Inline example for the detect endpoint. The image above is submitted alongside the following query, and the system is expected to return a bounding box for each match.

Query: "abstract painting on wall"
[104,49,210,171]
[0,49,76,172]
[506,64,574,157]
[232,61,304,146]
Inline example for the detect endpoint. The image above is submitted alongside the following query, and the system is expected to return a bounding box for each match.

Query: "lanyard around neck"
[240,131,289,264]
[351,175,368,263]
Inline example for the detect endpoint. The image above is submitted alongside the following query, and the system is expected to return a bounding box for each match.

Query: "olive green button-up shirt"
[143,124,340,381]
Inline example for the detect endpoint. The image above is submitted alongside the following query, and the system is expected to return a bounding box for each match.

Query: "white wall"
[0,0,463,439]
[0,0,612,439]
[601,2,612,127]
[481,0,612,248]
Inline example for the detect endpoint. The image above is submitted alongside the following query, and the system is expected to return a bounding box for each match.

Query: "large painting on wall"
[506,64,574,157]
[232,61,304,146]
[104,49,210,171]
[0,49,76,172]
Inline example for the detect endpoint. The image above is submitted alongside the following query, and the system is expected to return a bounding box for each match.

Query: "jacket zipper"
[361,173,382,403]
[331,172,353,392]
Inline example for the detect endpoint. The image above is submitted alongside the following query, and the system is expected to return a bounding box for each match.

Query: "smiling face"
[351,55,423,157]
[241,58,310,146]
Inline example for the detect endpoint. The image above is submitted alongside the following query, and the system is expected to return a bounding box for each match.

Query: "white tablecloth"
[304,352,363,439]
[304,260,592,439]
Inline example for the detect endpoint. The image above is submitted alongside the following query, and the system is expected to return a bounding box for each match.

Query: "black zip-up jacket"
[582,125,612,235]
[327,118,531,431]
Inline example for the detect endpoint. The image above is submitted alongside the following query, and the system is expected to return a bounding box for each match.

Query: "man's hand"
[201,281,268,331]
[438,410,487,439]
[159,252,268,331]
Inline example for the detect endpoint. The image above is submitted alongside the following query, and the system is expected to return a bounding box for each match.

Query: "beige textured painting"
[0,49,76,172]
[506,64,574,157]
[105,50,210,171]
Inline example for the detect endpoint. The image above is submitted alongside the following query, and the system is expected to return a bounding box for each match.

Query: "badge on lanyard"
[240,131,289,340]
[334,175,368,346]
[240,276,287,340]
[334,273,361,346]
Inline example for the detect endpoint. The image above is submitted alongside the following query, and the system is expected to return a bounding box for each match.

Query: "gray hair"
------
## Exercise:
Please rewrite all the rows above, swapping "detect endpoint" for "locate endpoint" and leaving everything else unchanged.

## Answer for this exercise:
Inline example for the locate endpoint. The image above is submitted alongside the following query, and the system is expected to return a bounding box for each match.

Query: "abstract painting on wall"
[104,49,210,171]
[0,49,76,172]
[506,64,574,157]
[232,61,304,146]
Inline example for the locate endpoint. The image above is submitted alongside the following query, and the system is expected to return a bounding box for each match.

Query: "lanyard around neck"
[240,131,289,264]
[351,175,368,263]
Inline example for the locate endpoint. The image above is submitted alongside the following query, and the system is expected to return a bounding box for each match.

Query: "olive green button-up shirt"
[143,124,340,381]
Inline example for the locate endpoint. The image above is submitted alongside the following query, and the system is expected to return a bounding box for each match.

Query: "white wall"
[0,0,463,439]
[0,0,612,439]
[601,2,612,127]
[481,0,612,248]
Inline example for the locate endpoint. The image above is submitted alongside the following query, and the system is expected to return a bounding box for each match.

Query: "large painting on wall"
[506,64,574,157]
[232,61,304,146]
[104,49,210,171]
[0,49,76,172]
Inline example for the locate endpoint. The image above is submitted alongside the following query, and the system is expected to return a bounding box for each match.

Query: "jacket zipper"
[361,173,382,403]
[331,172,353,392]
Inline example for the locate endpoint. The image above is submitted alongside the following query, and the system is expected to return a bounding box for each match.

Query: "smiling face"
[351,55,423,157]
[241,58,310,146]
Inline example for the locate endpoint. The image above is submitted alongside the following query, and the system is expected to return a bounding box for each match.

Query: "white tablecloth"
[304,352,363,439]
[304,260,592,439]
Inline example for the locate endpoint. The image above is submitted alongside the following query, and the system is expected to return a bounding box for each match.

Query: "black zip-up jacket"
[582,125,612,235]
[327,118,531,431]
Inline example for the locate endpoint. The image above is submitted alongside the following query, and the system is expected to return a bounding box for each match.

Query: "man's hand"
[201,281,268,331]
[438,410,487,439]
[159,252,268,331]
Inline example for the locate endpoint. The image above is submitted alongside the following query, and the system is expected to return a bounding box for each match.

Query: "beige textured painting"
[0,49,76,172]
[506,64,574,157]
[105,50,210,171]
Inline example for the locate endpoint. The image above is submitted alongside the following query, and the system is expected to return a bounding box for each match.

Query: "badge on lanyard"
[240,131,289,340]
[334,175,368,346]
[240,276,287,340]
[334,273,361,346]
Inline example for the locate endpoint. The image above is submitted alongside the following query, and the system is expected to return a bounding box for each match.

Query: "gray hair"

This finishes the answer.